WORK TO BE COMPLETED →
Please copy the lines below word for word, from the line that contains "white ceramic pitcher" through the last line of the records.

(Data items)
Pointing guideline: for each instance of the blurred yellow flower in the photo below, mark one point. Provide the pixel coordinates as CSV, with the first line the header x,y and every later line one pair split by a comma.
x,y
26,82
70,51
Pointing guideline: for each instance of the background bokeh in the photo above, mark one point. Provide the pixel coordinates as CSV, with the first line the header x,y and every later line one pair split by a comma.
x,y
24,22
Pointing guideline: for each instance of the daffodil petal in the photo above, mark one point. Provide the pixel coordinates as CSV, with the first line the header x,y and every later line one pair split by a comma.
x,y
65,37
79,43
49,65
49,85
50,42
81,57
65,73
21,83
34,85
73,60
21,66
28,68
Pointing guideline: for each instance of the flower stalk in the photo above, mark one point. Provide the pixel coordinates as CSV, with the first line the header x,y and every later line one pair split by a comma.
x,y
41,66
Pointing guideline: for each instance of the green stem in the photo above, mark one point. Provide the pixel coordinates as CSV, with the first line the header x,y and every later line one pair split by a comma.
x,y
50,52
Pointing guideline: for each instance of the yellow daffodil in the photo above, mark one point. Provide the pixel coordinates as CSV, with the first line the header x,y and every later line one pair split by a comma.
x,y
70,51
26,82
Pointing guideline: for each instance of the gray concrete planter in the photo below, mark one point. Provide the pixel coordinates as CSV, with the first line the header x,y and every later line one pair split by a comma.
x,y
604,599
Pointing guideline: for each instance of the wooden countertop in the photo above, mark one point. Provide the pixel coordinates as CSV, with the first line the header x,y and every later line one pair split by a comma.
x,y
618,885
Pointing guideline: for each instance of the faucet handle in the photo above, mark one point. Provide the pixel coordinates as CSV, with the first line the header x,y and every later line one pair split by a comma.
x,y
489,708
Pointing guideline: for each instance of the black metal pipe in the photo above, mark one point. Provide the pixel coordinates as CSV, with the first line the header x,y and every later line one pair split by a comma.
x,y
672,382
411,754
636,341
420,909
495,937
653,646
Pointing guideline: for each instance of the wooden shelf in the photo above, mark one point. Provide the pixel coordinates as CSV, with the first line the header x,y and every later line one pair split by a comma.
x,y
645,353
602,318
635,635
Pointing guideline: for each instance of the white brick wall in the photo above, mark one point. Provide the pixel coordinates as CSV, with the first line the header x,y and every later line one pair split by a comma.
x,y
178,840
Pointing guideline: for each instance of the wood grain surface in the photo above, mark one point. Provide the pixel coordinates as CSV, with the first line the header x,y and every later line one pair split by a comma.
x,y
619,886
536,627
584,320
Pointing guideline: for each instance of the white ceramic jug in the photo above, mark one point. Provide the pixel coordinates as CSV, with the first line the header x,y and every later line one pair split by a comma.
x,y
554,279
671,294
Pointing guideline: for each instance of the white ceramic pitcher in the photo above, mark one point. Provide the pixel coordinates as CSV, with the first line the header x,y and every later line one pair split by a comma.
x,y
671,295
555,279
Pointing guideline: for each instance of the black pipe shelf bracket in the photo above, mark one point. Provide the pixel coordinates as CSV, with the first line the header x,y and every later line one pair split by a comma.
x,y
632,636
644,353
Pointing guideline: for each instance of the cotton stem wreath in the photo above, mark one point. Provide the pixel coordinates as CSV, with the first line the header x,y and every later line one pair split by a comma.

EXERCISE ANSWER →
Pointing guideline: for each instance of the white ceramic pitcher in the photo above, mark one point. Provide the pixel coordinates as CSV, with the first line the header x,y and every later line one pair split by a comma.
x,y
671,295
555,279
Pointing guideline: for each instance of the black pipe shelf bracket in the photo above, mark one point. Provide the pixel coordinates as CSV, with the first line the header x,y and every later line one pair split by a comma.
x,y
632,636
644,353
Pointing guideline: for each instance of the cotton stem wreath in the photo above, mark one point. Provide the pixel coordinates as CSV, with the first line the header x,y and every later line one pair split by a comma.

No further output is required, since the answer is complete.